### ACTION ITEM
Look below for the lines from the one with "negative clicks: (464, 578) (483, 600)" to the one with "box: [378, 325, 450, 634]", and copy exactly those lines, both ends included.

### TASK INPUTS
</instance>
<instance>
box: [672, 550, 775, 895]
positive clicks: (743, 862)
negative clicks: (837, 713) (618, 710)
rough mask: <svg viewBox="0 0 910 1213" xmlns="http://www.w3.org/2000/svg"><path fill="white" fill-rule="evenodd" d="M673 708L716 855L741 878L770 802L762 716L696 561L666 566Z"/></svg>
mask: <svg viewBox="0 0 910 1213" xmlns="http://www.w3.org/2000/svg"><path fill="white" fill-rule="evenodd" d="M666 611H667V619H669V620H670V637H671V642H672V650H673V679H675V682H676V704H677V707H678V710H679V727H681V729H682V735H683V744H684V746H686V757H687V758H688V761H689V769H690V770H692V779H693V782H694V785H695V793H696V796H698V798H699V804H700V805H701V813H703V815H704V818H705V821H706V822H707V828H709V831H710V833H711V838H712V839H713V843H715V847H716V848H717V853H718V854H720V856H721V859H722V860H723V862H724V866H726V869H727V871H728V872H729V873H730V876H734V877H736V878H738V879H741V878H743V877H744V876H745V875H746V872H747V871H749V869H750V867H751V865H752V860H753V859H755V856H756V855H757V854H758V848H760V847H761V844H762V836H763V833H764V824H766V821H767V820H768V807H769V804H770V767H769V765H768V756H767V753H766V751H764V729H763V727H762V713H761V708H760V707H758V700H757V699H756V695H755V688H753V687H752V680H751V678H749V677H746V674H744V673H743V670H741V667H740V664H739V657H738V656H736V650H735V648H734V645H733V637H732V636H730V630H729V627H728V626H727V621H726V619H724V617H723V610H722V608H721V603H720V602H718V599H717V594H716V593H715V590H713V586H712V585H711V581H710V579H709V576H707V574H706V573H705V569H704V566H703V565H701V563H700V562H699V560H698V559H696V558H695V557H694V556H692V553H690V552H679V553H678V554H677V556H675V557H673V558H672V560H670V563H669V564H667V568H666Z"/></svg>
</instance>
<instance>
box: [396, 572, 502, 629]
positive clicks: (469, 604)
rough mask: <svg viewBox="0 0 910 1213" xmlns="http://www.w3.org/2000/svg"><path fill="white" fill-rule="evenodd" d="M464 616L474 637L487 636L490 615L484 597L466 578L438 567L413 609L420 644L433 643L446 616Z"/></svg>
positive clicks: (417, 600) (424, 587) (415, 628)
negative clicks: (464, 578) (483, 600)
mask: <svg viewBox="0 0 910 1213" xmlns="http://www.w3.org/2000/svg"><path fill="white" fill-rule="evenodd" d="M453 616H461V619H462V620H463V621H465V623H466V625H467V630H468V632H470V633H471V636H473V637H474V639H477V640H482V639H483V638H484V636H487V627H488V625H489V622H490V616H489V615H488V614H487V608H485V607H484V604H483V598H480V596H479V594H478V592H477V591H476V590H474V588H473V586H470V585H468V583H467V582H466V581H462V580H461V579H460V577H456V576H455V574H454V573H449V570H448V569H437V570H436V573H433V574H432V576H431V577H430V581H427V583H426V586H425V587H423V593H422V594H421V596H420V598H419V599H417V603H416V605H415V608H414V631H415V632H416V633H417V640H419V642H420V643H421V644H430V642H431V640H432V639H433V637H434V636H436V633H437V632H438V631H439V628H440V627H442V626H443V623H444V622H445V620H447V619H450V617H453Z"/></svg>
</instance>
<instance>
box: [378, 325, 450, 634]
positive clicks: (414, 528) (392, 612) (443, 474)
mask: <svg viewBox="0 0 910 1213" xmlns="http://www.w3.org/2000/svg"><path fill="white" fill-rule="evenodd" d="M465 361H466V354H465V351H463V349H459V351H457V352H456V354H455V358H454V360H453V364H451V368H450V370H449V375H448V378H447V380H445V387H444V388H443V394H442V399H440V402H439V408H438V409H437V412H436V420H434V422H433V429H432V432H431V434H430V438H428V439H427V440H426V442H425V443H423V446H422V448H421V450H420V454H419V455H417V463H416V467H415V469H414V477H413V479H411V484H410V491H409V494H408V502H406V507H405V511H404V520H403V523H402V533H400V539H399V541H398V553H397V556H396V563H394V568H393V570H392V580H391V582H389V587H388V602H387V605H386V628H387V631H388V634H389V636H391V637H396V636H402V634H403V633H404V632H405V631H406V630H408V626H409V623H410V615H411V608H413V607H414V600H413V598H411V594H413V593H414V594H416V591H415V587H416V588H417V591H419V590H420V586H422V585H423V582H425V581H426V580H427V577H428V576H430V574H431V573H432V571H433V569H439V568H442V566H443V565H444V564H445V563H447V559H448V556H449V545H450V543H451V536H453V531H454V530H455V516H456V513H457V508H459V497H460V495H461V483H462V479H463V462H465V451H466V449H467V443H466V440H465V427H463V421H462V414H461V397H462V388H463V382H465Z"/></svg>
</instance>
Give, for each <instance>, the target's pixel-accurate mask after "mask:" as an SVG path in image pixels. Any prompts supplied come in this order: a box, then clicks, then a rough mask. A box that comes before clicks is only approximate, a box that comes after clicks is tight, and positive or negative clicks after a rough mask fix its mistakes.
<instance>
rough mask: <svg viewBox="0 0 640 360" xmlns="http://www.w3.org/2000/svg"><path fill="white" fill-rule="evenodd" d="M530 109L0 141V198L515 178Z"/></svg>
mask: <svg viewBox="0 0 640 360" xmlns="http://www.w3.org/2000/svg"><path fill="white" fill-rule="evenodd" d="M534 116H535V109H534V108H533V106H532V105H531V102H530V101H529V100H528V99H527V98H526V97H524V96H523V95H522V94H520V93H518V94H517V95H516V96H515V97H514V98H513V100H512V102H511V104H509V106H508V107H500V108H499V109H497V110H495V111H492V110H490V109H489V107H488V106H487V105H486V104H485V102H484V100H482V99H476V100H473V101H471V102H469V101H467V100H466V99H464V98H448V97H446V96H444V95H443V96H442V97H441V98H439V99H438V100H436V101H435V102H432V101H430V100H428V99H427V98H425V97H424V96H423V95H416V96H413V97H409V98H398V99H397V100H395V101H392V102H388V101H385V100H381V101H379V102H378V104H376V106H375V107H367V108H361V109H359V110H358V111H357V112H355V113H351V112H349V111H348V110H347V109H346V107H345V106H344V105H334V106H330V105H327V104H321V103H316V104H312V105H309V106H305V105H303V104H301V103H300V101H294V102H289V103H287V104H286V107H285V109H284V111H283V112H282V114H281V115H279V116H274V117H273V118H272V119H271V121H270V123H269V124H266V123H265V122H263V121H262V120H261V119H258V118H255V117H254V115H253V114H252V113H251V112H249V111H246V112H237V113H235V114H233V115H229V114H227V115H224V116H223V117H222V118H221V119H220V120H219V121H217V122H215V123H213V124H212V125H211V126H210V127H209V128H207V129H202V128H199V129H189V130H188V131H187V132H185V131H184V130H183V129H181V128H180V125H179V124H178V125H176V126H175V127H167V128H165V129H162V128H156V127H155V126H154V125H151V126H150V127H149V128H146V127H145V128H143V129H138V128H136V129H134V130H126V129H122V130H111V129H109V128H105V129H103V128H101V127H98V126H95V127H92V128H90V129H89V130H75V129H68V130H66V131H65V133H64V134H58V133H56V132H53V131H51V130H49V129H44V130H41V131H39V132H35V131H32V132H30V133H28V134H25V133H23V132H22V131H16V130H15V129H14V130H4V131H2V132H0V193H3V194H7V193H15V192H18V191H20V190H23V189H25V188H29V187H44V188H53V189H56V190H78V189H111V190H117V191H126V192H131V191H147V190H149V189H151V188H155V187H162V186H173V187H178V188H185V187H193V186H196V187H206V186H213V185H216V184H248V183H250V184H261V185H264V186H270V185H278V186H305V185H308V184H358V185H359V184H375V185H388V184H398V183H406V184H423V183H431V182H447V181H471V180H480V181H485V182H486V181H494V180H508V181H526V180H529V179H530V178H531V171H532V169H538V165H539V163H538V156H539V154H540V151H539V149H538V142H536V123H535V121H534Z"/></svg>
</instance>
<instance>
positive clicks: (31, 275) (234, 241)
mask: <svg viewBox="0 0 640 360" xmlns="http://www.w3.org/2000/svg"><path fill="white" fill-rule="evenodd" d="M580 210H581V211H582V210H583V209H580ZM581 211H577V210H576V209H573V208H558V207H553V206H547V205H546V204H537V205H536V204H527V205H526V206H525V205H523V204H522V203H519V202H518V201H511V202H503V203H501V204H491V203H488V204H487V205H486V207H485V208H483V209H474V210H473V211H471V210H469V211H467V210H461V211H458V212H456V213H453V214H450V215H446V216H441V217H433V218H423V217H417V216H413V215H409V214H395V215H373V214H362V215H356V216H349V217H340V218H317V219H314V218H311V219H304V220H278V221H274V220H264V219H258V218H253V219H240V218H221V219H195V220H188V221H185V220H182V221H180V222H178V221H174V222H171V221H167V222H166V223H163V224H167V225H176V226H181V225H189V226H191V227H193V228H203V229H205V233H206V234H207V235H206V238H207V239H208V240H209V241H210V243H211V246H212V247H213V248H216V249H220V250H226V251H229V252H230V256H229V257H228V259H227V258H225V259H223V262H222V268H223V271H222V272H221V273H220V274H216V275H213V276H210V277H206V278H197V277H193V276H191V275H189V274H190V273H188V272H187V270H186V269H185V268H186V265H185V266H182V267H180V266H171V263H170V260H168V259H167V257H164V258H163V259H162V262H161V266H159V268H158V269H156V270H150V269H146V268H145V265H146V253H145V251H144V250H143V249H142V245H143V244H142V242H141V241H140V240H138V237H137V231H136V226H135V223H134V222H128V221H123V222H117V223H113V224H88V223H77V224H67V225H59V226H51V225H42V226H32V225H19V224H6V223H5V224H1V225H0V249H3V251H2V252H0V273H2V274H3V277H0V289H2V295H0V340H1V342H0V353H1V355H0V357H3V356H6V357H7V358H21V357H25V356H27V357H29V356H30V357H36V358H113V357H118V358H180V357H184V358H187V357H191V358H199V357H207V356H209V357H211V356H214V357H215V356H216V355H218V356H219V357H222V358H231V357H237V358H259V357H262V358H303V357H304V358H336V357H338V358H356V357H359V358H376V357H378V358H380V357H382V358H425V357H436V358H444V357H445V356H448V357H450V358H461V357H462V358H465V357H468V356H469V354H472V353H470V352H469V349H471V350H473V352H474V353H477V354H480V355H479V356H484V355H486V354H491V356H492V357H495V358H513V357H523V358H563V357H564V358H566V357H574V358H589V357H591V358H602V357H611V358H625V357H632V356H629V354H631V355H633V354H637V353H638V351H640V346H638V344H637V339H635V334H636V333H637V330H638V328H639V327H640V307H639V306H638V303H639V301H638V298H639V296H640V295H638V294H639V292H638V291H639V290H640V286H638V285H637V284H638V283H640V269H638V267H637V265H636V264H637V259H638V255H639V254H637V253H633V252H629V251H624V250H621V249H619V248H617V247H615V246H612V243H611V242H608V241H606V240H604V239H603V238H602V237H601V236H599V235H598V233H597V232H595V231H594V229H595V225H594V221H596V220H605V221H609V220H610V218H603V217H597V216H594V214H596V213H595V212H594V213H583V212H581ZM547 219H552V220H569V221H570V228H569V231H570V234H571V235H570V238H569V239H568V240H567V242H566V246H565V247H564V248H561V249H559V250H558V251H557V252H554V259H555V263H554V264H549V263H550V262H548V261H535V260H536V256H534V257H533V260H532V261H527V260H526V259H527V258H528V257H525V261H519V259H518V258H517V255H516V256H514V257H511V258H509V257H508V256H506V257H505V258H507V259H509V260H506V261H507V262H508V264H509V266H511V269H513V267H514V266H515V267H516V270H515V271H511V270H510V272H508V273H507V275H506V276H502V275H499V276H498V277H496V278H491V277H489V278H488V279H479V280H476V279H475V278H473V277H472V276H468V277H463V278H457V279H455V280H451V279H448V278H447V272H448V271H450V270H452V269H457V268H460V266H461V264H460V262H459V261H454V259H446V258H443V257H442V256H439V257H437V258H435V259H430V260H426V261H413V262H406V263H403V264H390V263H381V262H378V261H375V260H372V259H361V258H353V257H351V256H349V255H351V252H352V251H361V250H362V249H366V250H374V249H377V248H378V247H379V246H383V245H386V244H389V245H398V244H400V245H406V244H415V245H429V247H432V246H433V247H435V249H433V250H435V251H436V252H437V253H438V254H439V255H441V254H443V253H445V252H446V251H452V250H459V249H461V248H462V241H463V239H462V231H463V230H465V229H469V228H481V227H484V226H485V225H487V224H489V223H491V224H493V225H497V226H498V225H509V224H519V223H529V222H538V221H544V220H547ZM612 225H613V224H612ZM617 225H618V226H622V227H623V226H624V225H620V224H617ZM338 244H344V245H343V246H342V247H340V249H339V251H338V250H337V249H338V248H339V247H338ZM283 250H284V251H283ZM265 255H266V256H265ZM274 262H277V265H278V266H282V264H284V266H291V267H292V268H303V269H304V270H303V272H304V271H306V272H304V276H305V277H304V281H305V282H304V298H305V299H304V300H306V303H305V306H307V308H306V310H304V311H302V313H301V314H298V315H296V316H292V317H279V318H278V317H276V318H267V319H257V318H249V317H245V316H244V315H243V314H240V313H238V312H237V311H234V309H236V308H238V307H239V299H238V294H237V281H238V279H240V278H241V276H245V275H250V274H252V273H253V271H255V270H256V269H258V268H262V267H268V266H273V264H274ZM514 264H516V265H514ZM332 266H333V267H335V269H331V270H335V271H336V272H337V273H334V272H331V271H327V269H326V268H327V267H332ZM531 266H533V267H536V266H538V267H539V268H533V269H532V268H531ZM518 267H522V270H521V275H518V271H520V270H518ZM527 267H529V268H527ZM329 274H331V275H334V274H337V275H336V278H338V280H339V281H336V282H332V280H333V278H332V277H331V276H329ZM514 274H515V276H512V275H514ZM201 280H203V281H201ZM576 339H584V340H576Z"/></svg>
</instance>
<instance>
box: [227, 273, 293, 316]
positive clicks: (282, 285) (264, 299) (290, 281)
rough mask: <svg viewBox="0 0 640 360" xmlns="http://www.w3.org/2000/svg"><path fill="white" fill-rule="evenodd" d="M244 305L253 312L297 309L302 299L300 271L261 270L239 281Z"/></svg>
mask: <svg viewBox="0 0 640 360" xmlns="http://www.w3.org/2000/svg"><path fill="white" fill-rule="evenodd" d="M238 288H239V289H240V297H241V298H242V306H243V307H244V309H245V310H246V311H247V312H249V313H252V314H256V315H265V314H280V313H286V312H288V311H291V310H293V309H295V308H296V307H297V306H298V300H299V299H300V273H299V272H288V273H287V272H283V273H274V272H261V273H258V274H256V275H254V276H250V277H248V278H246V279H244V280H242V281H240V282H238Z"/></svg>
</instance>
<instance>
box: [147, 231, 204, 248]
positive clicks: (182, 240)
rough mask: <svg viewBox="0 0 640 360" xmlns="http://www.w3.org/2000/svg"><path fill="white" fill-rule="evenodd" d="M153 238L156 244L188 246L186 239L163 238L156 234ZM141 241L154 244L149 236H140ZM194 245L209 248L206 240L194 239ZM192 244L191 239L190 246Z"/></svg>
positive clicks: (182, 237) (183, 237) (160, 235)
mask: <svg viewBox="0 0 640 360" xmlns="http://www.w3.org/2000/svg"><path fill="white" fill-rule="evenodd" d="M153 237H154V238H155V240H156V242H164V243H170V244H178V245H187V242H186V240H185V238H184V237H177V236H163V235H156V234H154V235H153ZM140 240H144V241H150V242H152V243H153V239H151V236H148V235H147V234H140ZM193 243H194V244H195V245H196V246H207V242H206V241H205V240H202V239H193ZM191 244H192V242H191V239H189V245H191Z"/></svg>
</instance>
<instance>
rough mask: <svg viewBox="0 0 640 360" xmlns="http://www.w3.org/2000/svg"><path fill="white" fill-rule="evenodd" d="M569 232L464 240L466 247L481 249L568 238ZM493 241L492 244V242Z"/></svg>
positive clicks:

### EXERCISE RESPONSE
negative clicks: (464, 578) (483, 600)
mask: <svg viewBox="0 0 910 1213" xmlns="http://www.w3.org/2000/svg"><path fill="white" fill-rule="evenodd" d="M453 616H461V619H462V620H463V621H465V623H466V625H467V630H468V632H470V633H471V636H473V637H474V639H477V640H482V639H483V638H484V636H487V627H488V625H489V622H490V616H489V615H488V614H487V608H485V607H484V604H483V598H480V596H479V594H478V592H477V591H476V590H474V588H473V586H470V585H468V583H467V582H466V581H462V580H461V579H460V577H456V576H455V574H454V573H449V570H448V569H437V570H436V573H433V574H432V576H431V577H430V581H427V583H426V586H425V587H423V593H422V594H421V596H420V598H419V599H417V603H416V605H415V608H414V631H415V632H416V633H417V640H419V642H420V643H421V644H430V642H431V640H432V639H433V637H434V636H436V633H437V632H438V631H439V628H440V627H442V626H443V623H444V622H445V620H447V619H450V617H453Z"/></svg>
</instance>
<instance>
box: [378, 325, 450, 634]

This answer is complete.